▸ **Short exercise 1**
In the Schedule 14A excerpt, which entity is named as a general partner of the Partnership alongside the General Partner?

SCHEDULE 14A                                                        Page 3 of 20

         The general partners of the Partnership are the General Partner and
Linnaeus-Lexington Associates Limited Partnership. Your General Partner is an
affiliate of AIMCO Properties, and its affiliates receive fees for managing the
Partnership, as discussed in the accompanying Consent Solicitation Statement,
and therefore has a conflict of interest. Continuation of the Partnership beyond
2003 will result in the General Partner and its affiliates continuing to receive
management fees from the Partnership. These fees would not continue to be
payable beyond 2003 if the Partnership were liquidated in 2003. See "CONFLICTS
OF INTEREST" in the Consent Solicitation Statement.

         FOR THE REASONS SET FORTH IN THE ATTACHED CONSENT SOLICITATION
STATEMENT, YOUR GENERAL PARTNER IS OF THE OPINION THAT THE AMENDMENT IS IN THE
BEST INTERESTS OF THE PARTNERSHIP AND THE PARTNERS, AND RECOMMENDS THAT YOU
APPROVE THE AMENDMENT.

▸ **Short exercise 2**
Arrange every line of the records below as a Markdown table with the columns Row and Line, numbering each line and skipping any blank ones.

▸ **Rows**
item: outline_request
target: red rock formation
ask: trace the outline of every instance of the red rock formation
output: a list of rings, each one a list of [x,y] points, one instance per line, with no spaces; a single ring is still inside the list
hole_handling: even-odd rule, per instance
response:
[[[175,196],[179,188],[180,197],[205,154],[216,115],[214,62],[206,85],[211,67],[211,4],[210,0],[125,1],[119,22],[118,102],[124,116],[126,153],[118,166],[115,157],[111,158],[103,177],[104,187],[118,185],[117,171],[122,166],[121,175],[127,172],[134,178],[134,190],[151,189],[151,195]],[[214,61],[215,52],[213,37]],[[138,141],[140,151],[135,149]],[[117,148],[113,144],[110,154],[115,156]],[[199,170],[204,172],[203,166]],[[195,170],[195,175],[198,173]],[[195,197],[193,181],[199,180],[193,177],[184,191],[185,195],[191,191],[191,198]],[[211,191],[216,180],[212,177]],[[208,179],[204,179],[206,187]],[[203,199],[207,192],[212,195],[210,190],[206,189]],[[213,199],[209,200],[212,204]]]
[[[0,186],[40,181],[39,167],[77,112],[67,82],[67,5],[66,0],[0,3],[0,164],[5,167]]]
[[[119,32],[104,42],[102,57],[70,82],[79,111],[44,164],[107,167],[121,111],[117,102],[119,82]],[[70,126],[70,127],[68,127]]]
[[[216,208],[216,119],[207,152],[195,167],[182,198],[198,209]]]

▸ **Worked solution 1**
Linnaeus-Lexington Associates Limited Partnership.

▸ **Worked solution 2**
| Row | Line |
|---|---|
| 1 | item: outline_request |
| 2 | target: red rock formation |
| 3 | ask: trace the outline of every instance of the red rock formation |
| 4 | output: a list of rings, each one a list of [x,y] points, one instance per line, with no spaces; a single ring is still inside the list |
| 5 | hole_handling: even-odd rule, per instance |
| 6 | response: |
| 7 | [[[175,196],[179,188],[180,197],[205,154],[216,115],[214,62],[206,85],[211,67],[211,4],[210,0],[125,1],[119,22],[118,102],[124,116],[126,153],[118,166],[115,157],[111,158],[103,177],[104,187],[118,185],[117,171],[122,166],[121,175],[127,172],[134,178],[134,190],[151,189],[151,195]],[[214,61],[215,52],[213,37]],[[138,141],[140,151],[135,149]],[[117,148],[113,144],[110,154],[115,156]],[[199,170],[204,172],[203,166]],[[195,170],[195,175],[198,173]],[[195,197],[193,181],[199,180],[193,177],[184,191],[185,195],[191,191],[191,198]],[[211,191],[216,180],[212,177]],[[208,179],[204,179],[206,187]],[[203,199],[207,192],[212,195],[210,190],[206,189]],[[213,199],[209,200],[212,204]]] |
| 8 | [[[0,186],[40,181],[39,167],[77,112],[67,82],[67,5],[66,0],[0,3],[0,164],[5,167]]] |
| 9 | [[[119,32],[104,42],[102,57],[70,82],[79,111],[44,164],[107,167],[121,111],[117,102],[119,82]],[[70,126],[70,127],[68,127]]] |
| 10 | [[[216,208],[216,119],[207,152],[195,167],[182,198],[198,209]]] |